#### [WRITTEN TASK]
Turn the lines below into a numbered list and leave out any blank lines.

#### [RAW DATA]
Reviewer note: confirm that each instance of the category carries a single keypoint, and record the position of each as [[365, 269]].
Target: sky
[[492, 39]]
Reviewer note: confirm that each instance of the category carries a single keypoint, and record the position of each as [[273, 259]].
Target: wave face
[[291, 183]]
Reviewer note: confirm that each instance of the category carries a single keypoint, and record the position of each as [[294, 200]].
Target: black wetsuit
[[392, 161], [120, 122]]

#### [FULL OUTPUT]
1. Reviewer note: confirm that each instance of the category carries a single keypoint, and record the position of each as [[365, 269]].
2. Target: sky
3. [[492, 39]]
4. Reviewer note: confirm that each instance of the category carries a single keypoint, and record the position of each as [[273, 259]].
5. Target: wave face
6. [[291, 183]]
7. Reviewer note: confirm that each instance of the category carries a single keypoint, and record the position of each as [[294, 200]].
8. Target: black wetsuit
9. [[392, 161], [120, 122]]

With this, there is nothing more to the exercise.